**WORK TASK**
The entries below are to be retyped exactly. Preserve every word.

(Stored data entries)
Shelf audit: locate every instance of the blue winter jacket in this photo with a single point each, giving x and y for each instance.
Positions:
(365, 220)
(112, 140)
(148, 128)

**ANSWER**
Shelf audit: locate every instance of the blue winter jacket in this photo with a single point each, giving x and y for each instance.
Positions:
(365, 220)
(112, 140)
(148, 128)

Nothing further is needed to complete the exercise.